**Aim of the task**.
Retype the listing below word for word, from its first line through the line containing "304 302 L 304", both included.

----- Records to use -----

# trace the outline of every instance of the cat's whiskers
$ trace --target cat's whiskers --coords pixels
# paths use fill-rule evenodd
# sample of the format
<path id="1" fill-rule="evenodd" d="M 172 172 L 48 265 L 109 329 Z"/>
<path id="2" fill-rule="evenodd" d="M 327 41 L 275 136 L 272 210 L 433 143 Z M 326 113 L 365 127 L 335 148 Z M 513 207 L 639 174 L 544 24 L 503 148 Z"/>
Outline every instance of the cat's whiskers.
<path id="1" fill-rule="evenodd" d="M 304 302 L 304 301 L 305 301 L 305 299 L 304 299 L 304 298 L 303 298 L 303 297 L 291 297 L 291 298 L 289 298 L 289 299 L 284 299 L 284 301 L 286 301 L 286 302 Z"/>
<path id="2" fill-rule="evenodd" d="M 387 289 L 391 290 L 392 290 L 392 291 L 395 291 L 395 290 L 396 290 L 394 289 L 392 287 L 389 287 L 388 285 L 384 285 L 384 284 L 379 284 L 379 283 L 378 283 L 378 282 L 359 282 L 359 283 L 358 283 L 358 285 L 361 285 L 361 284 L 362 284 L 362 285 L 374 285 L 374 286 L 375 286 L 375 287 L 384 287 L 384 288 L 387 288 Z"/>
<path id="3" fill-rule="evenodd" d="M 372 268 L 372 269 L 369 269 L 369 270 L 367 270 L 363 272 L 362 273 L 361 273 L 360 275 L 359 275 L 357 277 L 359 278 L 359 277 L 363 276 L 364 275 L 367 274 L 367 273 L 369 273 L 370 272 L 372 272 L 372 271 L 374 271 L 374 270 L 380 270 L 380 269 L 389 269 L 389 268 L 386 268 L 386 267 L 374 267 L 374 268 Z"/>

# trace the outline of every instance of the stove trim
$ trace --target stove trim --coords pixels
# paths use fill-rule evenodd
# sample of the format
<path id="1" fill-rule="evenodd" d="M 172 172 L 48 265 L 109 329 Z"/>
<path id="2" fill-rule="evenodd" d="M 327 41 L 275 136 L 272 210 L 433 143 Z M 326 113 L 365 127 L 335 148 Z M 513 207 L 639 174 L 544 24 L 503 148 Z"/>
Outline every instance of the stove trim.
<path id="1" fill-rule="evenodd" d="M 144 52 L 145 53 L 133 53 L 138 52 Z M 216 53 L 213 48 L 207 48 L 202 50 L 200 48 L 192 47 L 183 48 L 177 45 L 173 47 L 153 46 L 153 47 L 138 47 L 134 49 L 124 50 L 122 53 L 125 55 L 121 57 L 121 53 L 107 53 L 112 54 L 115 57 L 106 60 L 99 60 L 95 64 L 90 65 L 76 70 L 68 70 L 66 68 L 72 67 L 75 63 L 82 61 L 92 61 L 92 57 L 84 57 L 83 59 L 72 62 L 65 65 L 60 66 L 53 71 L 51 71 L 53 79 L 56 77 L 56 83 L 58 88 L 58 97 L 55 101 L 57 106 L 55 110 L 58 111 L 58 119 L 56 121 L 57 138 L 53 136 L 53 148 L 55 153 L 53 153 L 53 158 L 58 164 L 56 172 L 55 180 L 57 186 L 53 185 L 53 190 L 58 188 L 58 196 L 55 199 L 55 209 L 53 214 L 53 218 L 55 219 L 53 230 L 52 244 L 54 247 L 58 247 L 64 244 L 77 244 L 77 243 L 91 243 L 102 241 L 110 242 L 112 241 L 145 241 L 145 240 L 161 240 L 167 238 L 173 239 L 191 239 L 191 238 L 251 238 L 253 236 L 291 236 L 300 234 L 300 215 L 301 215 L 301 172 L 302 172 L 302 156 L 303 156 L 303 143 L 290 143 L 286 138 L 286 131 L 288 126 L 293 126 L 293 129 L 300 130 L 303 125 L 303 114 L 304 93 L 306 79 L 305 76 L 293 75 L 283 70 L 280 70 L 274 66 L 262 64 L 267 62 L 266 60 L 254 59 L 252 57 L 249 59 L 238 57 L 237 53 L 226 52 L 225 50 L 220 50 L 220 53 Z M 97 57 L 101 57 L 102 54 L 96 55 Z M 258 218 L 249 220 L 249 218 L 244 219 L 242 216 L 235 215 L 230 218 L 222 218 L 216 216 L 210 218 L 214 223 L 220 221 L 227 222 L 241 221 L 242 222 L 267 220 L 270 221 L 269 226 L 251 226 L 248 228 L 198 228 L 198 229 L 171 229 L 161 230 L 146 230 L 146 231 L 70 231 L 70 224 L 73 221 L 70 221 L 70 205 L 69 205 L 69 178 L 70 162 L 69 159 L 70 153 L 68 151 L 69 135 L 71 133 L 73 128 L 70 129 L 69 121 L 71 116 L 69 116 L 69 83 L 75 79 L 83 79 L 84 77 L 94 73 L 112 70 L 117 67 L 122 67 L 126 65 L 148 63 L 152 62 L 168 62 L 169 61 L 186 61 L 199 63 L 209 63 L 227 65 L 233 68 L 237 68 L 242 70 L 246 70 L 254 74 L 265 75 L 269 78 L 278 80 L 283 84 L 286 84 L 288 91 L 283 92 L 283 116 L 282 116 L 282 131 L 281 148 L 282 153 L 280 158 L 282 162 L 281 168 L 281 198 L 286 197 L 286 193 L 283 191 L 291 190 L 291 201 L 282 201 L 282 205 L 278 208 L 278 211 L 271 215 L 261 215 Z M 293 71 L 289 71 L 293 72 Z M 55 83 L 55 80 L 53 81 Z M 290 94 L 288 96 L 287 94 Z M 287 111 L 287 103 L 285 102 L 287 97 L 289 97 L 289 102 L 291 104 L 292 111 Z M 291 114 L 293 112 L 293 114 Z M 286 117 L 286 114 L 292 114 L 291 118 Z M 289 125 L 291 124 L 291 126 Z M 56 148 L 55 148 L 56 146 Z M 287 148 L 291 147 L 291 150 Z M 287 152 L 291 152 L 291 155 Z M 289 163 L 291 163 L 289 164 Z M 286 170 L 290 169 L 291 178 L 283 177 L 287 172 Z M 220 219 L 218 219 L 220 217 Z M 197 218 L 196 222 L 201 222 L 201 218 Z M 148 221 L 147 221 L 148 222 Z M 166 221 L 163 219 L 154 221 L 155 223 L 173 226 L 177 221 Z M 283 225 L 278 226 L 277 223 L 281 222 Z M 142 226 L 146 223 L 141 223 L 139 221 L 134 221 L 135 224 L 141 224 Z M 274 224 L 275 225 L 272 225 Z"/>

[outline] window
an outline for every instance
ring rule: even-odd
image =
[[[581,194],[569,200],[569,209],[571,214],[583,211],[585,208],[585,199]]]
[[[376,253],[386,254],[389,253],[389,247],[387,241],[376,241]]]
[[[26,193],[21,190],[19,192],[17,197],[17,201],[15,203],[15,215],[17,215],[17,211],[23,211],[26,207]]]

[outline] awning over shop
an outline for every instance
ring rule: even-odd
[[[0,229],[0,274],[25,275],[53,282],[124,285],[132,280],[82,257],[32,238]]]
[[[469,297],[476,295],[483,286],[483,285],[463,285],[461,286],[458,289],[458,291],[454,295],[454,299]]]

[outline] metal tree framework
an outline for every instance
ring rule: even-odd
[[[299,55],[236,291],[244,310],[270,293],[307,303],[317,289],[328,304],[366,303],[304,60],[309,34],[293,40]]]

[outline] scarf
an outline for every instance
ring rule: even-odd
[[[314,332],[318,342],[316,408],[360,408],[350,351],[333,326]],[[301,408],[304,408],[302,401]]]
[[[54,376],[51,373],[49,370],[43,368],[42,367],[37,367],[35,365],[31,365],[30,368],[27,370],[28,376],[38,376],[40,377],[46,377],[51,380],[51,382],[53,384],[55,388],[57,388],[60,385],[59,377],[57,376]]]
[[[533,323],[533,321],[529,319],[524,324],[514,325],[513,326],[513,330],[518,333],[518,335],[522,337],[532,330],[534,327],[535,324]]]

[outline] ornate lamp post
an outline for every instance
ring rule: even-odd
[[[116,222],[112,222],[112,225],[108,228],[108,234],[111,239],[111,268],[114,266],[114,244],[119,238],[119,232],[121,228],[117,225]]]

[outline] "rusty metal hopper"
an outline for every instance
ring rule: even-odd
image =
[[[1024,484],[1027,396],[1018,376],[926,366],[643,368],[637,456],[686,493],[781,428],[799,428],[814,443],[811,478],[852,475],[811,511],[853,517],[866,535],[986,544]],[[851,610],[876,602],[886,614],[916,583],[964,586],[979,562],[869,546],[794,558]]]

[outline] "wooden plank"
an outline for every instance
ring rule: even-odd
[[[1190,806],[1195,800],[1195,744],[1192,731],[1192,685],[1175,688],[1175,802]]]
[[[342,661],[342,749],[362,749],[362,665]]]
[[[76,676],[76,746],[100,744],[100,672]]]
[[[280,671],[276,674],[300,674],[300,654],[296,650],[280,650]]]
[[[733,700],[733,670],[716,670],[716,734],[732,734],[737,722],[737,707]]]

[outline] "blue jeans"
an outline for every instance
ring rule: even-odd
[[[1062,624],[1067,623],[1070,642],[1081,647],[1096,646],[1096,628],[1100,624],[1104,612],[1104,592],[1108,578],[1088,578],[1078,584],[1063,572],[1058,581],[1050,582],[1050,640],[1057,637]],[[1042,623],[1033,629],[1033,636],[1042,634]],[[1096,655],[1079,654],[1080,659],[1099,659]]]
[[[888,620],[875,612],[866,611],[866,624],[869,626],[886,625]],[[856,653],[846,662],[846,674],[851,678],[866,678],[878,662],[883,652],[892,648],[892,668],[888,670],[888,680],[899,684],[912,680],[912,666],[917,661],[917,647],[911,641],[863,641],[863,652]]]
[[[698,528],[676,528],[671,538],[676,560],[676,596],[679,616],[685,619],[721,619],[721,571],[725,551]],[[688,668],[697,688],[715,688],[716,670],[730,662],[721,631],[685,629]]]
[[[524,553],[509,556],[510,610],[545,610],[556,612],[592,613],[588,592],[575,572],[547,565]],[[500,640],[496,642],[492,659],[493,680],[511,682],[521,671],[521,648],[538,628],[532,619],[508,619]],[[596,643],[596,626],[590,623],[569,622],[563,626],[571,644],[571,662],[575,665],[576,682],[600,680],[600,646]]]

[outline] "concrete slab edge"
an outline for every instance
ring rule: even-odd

-----

**Answer for the task**.
# trace the outline of every instance of the cat's whiskers
$ trace --target cat's whiskers --coords pixels
# paths use fill-rule evenodd
# sample of the format
<path id="1" fill-rule="evenodd" d="M 172 172 L 48 265 L 109 329 Z"/>
<path id="2" fill-rule="evenodd" d="M 327 41 L 275 136 L 272 210 L 433 143 Z M 326 113 L 365 127 L 335 148 Z M 513 207 L 639 174 L 544 24 L 503 148 Z"/>
Outline every instance of the cat's whiskers.
<path id="1" fill-rule="evenodd" d="M 304 302 L 304 301 L 305 301 L 305 299 L 304 299 L 304 298 L 303 298 L 303 297 L 291 297 L 291 298 L 289 298 L 289 299 L 284 299 L 284 301 L 286 301 L 286 302 Z"/>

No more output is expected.